Please answer these questions from the forecast discussion:
1. At what time and on what date was it issued?
2. In which areas were the remaining low POPs removed?
3. How much snow does the 00Z NAM dump in SW KS?

* GIVEN PASSAGE
* * * * * * *
I guess NWS Norman caught the idea?

AREA FORECAST DISCUSSION
NATIONAL WEATHER SERVICE NORMAN OK
940 PM CDT WED MAR 25 2009

.UPDATE...
REMAINING LOW POPS ACROSS N OK AND SE OK HAVE BEEN REMOVED. SOME
INCREASE IN HIGH CLOUDS FROM CO/NM LATER TONIGHT BUT STILL THINK
MOSTLY CLEAR WILL WORK.

WE WILL NOT MAKE ANY CHANGES THIS EVENING TO THE WINTER STORM
WATCH. 00Z NAM IS JUST ARRIVING. THIS SYSTEM STILL HAS POTENTIAL
TO BE A PARTICULARLY SIGNIFICANT AND DISRUPTIVE HEAVY SNOW EVENT
FOR PARTS OF THE AREA... ESPECIALLY FOR SO LATE IN THE SEASON. NAM
AND GFS HAVE BEEN STICKING TO THEIR GUNS WITH RUN-TOTAL SNOWFALL
IN THE RANGE OF 20+ INCHES IN PARTS OF NW OK AND ADJACENT KS/TX -
WHICH IS HARD TO BELIEVE AT ANY TIME OF THE YEAR MUCH LESS THE
FIRST WEEK OF SPRING. 00Z NAM HAS DOUBLE-DIGIT TOTALS INTO EXTREME
NW OK BY MID-EVENING FRIDAY... 15-20 INCHES INTO HARPER COUNTY BY
09Z SAT... AND AGAIN DUMPS AN EXTRAORDINARY 30+ INCHES IN SW KS.
* * * * * * *
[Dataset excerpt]
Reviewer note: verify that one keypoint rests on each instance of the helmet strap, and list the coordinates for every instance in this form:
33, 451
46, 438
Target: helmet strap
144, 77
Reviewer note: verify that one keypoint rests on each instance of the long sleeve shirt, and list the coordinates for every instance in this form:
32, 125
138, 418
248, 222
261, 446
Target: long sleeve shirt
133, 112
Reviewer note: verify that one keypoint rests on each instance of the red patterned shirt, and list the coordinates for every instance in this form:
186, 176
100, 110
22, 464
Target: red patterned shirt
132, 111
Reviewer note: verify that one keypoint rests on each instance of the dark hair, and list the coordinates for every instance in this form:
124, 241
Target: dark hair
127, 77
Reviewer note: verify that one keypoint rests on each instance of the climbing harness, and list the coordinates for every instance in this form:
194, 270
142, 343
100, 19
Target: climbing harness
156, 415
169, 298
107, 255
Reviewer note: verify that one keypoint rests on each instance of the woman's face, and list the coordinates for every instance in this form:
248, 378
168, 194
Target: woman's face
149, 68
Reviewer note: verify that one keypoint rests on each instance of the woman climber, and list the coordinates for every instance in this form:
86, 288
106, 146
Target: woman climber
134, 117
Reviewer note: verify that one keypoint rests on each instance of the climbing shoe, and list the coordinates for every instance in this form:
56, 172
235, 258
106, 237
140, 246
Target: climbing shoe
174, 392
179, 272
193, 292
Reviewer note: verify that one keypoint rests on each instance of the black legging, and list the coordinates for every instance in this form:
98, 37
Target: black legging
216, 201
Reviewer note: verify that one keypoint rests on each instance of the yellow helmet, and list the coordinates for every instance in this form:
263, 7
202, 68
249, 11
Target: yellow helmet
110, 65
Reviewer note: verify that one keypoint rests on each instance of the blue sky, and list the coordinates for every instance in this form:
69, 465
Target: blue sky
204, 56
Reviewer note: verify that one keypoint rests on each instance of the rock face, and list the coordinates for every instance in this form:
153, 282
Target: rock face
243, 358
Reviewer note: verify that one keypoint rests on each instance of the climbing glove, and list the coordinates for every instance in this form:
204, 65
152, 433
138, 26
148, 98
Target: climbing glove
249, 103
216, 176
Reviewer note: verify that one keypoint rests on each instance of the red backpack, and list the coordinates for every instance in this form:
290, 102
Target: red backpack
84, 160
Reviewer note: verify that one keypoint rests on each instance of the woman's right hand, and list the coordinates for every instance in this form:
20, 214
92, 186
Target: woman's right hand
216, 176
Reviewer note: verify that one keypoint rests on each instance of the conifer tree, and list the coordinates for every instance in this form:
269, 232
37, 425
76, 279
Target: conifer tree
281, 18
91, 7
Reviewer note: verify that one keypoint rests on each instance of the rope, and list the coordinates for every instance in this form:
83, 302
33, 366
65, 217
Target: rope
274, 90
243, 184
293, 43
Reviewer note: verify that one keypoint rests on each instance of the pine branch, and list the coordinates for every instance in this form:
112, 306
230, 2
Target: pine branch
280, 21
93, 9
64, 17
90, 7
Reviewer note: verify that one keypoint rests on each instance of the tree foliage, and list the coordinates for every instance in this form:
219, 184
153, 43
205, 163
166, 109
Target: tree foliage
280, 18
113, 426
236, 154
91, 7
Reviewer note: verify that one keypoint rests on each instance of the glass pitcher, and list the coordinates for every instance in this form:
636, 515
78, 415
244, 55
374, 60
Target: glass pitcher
* * * * * * *
* ANSWER BELOW
1. 940 PM CDT, Wednesday, March 25, 2009
2. Across N OK and SE OK
3. An extraordinary 30+ inches